Only the lines from the one containing "woman in the photo above." through the one containing "The component shall return one point per instance of the floral" should be printed, exactly as they appear below, with both ends included.

> Supplied material:

* * * * * * * * *

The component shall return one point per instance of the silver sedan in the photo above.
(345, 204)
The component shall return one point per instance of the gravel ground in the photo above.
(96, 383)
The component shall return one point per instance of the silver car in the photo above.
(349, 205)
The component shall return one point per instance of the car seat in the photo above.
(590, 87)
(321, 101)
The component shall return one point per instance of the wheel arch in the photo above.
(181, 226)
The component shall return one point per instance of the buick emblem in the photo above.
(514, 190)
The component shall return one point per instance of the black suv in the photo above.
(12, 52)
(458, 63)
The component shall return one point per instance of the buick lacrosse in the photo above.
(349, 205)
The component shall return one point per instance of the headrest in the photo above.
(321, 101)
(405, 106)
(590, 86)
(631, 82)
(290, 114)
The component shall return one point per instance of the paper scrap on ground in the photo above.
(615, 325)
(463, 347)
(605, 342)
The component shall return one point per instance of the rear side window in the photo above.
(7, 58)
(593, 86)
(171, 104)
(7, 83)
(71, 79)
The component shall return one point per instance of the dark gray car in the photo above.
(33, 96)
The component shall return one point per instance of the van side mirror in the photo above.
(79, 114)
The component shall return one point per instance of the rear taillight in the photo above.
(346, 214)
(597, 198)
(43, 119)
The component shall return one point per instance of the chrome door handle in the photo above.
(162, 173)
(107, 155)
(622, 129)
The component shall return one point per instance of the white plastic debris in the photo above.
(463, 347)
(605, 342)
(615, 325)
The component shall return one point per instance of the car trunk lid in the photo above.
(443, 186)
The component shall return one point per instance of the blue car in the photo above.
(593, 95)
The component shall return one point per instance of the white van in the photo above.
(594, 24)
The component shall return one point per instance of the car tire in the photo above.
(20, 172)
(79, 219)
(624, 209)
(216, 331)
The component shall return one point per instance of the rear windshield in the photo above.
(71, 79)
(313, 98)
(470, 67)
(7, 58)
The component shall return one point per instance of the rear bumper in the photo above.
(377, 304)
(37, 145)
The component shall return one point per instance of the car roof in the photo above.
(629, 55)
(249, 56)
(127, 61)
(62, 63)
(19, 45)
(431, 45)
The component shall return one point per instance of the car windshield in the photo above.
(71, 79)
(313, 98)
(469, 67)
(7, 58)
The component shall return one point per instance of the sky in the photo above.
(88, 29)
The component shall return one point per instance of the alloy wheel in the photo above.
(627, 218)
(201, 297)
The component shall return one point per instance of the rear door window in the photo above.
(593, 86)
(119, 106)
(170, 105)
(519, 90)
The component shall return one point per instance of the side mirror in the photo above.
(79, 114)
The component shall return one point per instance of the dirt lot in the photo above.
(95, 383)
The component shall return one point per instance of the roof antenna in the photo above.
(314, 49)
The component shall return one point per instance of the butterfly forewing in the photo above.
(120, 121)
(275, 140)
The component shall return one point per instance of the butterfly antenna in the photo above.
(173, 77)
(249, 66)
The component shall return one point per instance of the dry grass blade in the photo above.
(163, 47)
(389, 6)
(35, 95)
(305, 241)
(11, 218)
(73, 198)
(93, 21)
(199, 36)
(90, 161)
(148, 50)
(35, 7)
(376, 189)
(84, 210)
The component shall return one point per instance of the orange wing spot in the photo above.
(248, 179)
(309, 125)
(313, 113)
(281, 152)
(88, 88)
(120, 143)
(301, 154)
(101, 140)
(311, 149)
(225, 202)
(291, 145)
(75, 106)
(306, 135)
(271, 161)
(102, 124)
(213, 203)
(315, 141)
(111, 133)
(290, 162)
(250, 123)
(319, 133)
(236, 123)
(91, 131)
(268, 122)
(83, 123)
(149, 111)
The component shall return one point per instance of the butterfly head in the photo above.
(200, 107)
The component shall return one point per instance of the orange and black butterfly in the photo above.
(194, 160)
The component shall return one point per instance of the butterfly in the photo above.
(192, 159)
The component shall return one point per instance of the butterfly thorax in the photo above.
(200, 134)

* * * * * * * * *

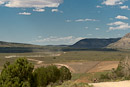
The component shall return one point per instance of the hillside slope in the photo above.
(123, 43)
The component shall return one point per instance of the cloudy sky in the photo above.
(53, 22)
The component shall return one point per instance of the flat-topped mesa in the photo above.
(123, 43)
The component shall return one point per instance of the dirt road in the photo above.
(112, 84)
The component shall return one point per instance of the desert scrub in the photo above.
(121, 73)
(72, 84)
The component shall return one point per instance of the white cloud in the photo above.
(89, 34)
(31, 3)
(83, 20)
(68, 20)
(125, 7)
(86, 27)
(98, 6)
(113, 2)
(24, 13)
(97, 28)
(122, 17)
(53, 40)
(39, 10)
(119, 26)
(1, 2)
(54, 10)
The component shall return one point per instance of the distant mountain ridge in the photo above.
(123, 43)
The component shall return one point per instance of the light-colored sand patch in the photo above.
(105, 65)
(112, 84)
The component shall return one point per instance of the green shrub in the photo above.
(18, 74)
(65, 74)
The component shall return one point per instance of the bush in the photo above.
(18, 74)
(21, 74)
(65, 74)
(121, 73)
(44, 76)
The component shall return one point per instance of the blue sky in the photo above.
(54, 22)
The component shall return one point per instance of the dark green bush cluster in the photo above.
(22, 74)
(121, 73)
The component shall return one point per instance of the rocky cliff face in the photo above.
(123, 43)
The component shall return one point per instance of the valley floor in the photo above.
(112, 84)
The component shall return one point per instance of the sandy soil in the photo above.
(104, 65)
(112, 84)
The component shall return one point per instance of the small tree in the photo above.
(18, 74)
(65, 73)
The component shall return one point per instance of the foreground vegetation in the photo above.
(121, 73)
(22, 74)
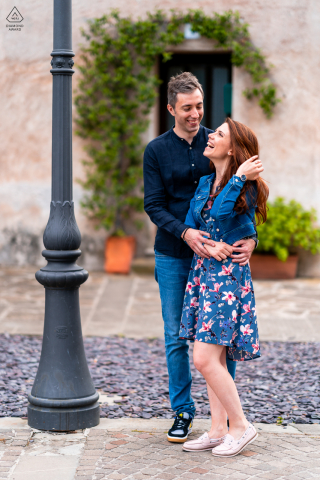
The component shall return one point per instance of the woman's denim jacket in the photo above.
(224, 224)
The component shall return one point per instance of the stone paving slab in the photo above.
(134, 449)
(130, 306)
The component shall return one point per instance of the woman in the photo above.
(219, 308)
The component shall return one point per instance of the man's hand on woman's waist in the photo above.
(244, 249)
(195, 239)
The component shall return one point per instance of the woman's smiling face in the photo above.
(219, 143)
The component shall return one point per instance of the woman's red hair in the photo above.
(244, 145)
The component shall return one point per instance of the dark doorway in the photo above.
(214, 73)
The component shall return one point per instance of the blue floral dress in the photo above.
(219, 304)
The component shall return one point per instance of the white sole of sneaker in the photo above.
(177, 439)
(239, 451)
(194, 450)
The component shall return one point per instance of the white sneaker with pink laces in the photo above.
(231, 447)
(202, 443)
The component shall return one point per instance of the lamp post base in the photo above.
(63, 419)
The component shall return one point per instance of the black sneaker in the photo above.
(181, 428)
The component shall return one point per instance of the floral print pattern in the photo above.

* * * * * * * * *

> Result:
The component shall return one point per instance of the woman in the photo above.
(219, 308)
The component shall return one point per instance of the man's hand on woman's waist in the photo above.
(244, 249)
(195, 239)
The component shall return one point per instance of the woman's smiling face in the photo above.
(219, 143)
The component shall return one point per instance of the woman's red hair in the photo above.
(244, 145)
The component shall return one point per instance of the dark doorway in the photo above.
(214, 73)
The component shall return one point per instance of the blue floral dress in the photo above.
(219, 304)
The component shall return one point per instance of the white sole of sneaker in the photo above.
(177, 439)
(239, 451)
(194, 450)
The component shall return one point per instance of the white sneaker with pink laces in the photo above.
(231, 447)
(202, 443)
The component shall return one point per instance of the lamp post base in the photo above.
(63, 419)
The component shall return one point per instance of the black sneaker in the photo above.
(181, 428)
The component shall return one point per instance of the floral print pattern in the photo above.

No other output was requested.